[Extracted information]

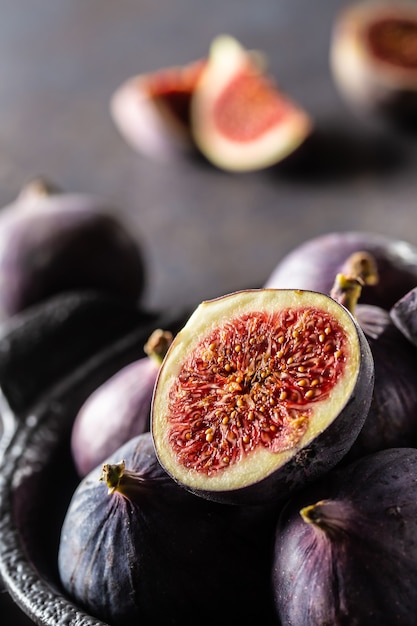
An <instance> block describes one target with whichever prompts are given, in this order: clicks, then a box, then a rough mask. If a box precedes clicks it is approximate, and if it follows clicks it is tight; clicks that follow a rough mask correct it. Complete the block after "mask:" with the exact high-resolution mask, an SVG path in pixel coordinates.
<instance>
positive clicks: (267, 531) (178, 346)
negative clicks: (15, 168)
mask: <svg viewBox="0 0 417 626" xmlns="http://www.w3.org/2000/svg"><path fill="white" fill-rule="evenodd" d="M109 213H110V212H109V210H108V207H107V208H106V207H105V206H104V205H103V204H100V202H99V200H98V199H97V198H95V199H94V198H91V197H89V196H80V195H77V194H69V193H62V192H59V191H58V190H57V189H55V188H53V187H52V186H48V185H47V184H46V183H45V182H42V181H36V182H34V183H32V184H30V185H29V186H27V187H26V188H25V189H24V190H23V191H22V193H21V194H20V196H19V197H18V199H17V200H16V202H14V203H13V204H12V205H11V206H10V207H6V208H5V209H4V211H3V213H2V216H4V217H3V218H2V219H4V221H3V222H2V224H1V225H2V228H0V232H3V235H4V236H3V239H2V241H1V244H2V245H1V246H0V266H2V272H3V273H4V275H5V276H7V271H8V272H11V275H12V276H14V280H13V281H12V280H11V282H10V284H12V283H13V284H14V285H15V291H14V292H12V291H10V290H6V291H8V292H9V294H8V299H7V300H6V299H4V302H3V301H2V314H3V318H7V317H9V318H10V317H13V316H14V315H15V314H16V313H18V312H19V311H21V310H23V309H24V308H28V307H30V306H31V304H33V303H34V302H39V301H41V300H42V299H46V298H48V297H49V296H50V295H51V294H52V293H54V290H55V292H56V290H57V289H61V290H68V289H70V288H77V289H80V288H81V287H82V288H86V289H102V290H106V291H108V292H113V293H115V292H116V293H117V297H118V298H120V299H122V300H123V299H126V300H127V301H131V302H136V303H138V301H139V302H140V297H141V293H142V292H143V289H144V285H145V284H146V280H145V278H146V271H145V270H146V268H145V267H144V263H143V259H142V257H141V254H140V251H139V248H138V243H137V242H136V241H135V240H133V239H132V237H131V235H130V234H129V232H130V231H129V229H127V228H125V226H124V225H123V224H122V223H121V222H120V221H119V220H118V219H116V218H114V216H113V217H111V216H110V214H109ZM31 220H33V221H31ZM28 223H32V227H31V228H29V229H27V228H26V225H27V224H28ZM42 224H43V227H40V226H41V225H42ZM83 241H85V242H86V245H87V241H88V246H89V247H90V249H91V246H94V248H95V249H96V251H97V258H100V255H102V258H103V263H104V258H105V256H106V254H107V255H108V250H112V255H111V256H112V259H113V264H115V265H116V266H117V267H118V268H119V269H118V272H117V273H118V276H120V275H121V274H124V276H125V277H126V284H125V286H122V285H121V284H120V283H119V281H113V279H112V275H111V273H108V272H107V270H106V269H105V267H104V265H103V263H93V262H92V261H91V266H90V267H88V271H87V266H86V263H87V256H88V258H89V259H91V256H89V255H86V258H85V260H84V263H83V267H84V272H83V273H82V275H80V276H78V278H77V273H76V265H75V266H74V265H73V264H74V263H76V260H75V259H74V256H75V258H76V257H77V255H74V250H75V246H76V248H77V251H79V250H80V251H82V246H81V242H83ZM16 244H18V245H16ZM39 245H40V248H39ZM78 246H80V247H78ZM13 250H15V251H16V250H19V251H20V255H21V256H13V254H12V251H13ZM71 250H72V254H70V251H71ZM37 251H38V252H39V261H38V262H36V263H35V262H34V259H35V258H36V252H37ZM45 251H48V252H49V254H48V255H46V254H45ZM29 260H31V262H29ZM42 263H43V265H42ZM57 268H60V276H59V280H58V276H57V271H58V270H57ZM64 268H66V269H67V270H68V271H64ZM121 268H123V271H122V269H121ZM35 270H36V272H37V274H36V280H29V279H28V281H27V282H26V281H23V282H22V283H19V282H17V281H16V277H17V276H18V275H19V276H20V275H21V276H24V275H25V274H26V275H28V276H29V274H30V272H32V271H33V272H34V271H35ZM65 275H67V276H68V277H72V279H73V280H77V285H76V286H75V285H74V284H72V285H68V284H67V283H66V282H65V280H64V279H63V277H64V276H65ZM81 278H82V279H83V280H84V283H83V284H82V283H81ZM31 284H36V285H38V286H39V285H43V290H42V292H39V293H37V294H30V293H29V286H30V285H31ZM114 290H115V291H114ZM11 295H13V298H11ZM2 298H3V296H2ZM416 298H417V248H416V247H415V246H414V245H412V244H410V243H407V242H406V241H399V240H397V239H394V238H390V237H388V236H385V235H381V234H375V233H367V232H332V233H328V234H323V235H322V236H320V237H317V238H314V239H311V240H309V241H306V242H305V243H303V244H301V245H300V246H298V247H297V248H295V249H294V250H293V251H292V252H290V253H289V254H288V255H287V256H285V257H283V258H282V259H281V260H280V261H279V263H278V265H277V267H276V268H275V270H274V271H273V272H272V273H271V275H270V276H269V278H268V279H267V280H266V281H265V284H264V285H263V286H262V287H256V288H252V287H251V288H248V289H247V290H242V291H238V292H234V293H230V294H225V295H223V296H221V297H218V298H215V299H212V300H207V301H205V302H202V303H201V304H200V305H199V306H198V307H197V308H196V309H195V310H194V311H192V312H191V313H190V314H189V315H188V316H187V318H186V320H185V322H184V323H183V325H182V326H181V327H180V329H179V330H178V331H175V332H173V331H170V330H167V329H164V328H156V329H154V331H153V332H152V333H150V335H149V338H148V341H147V342H146V344H145V345H144V355H143V356H142V357H140V358H138V359H136V360H134V361H132V362H131V363H130V364H129V365H127V366H125V367H123V368H121V369H119V370H118V371H117V372H116V373H115V374H114V375H112V376H111V377H110V378H108V379H106V380H105V381H104V382H103V383H102V384H101V385H100V386H97V387H96V389H95V390H94V391H93V392H92V393H91V394H90V395H89V396H88V398H87V399H86V400H85V402H84V403H83V404H82V405H81V406H80V408H79V410H78V412H77V414H76V415H75V416H74V420H73V423H72V430H71V440H70V446H71V448H70V449H71V453H72V460H73V464H74V468H75V469H76V471H77V473H78V475H79V483H78V486H77V487H76V489H75V491H74V493H73V494H72V497H71V499H70V501H69V502H68V507H67V510H66V514H65V517H64V520H63V524H62V529H61V534H60V541H59V550H58V554H57V567H58V572H59V576H60V584H61V586H62V590H63V593H64V595H65V596H66V597H67V598H68V599H70V600H71V601H72V602H74V604H75V605H76V606H78V607H79V608H80V609H81V610H82V611H83V612H85V613H87V614H89V615H91V616H94V617H95V618H97V619H99V620H102V621H103V622H105V623H108V624H110V625H113V626H119V625H122V626H130V625H133V624H136V623H141V624H144V625H149V626H153V625H155V626H157V625H160V624H163V623H167V624H173V625H175V624H181V625H184V624H185V625H186V624H190V625H191V624H194V623H195V622H196V621H198V622H199V623H201V624H203V625H204V624H207V625H208V624H212V623H213V621H215V622H216V623H217V624H224V625H225V626H226V624H227V625H229V624H230V623H233V622H235V621H237V622H238V621H240V622H241V623H249V622H252V621H254V620H256V622H257V623H260V624H263V625H265V626H266V625H271V626H286V625H287V626H289V625H291V626H298V625H299V626H307V625H309V626H314V625H317V626H318V625H320V626H323V625H324V624H329V625H330V624H332V625H337V624H341V625H342V624H357V625H362V624H369V623H377V624H380V625H382V626H384V625H386V626H388V625H389V626H393V625H401V626H403V625H410V626H411V625H412V624H413V623H414V616H415V613H416V611H417V593H416V588H417V566H416V563H417V553H416V552H417V542H416V539H417V510H416V509H417V392H416V387H415V380H414V378H415V371H416V365H417V321H416V319H417V311H416Z"/></svg>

[/Extracted information]

▸ What the exercise asks: Return every line of the entries above that the string "clicks" appears in.

▸ Exercise response:
An <instance> block describes one target with whichever prompts are given, in this order: clicks, then a box, then a rough mask. If a box precedes clicks it is approximate, and if it follows clicks it is tight; clicks that follow a rough mask correct it. Complete the block after "mask:" with the exact high-resolution mask, an SVG path in pixel coordinates.
positive clicks: (267, 531) (178, 346)
negative clicks: (15, 168)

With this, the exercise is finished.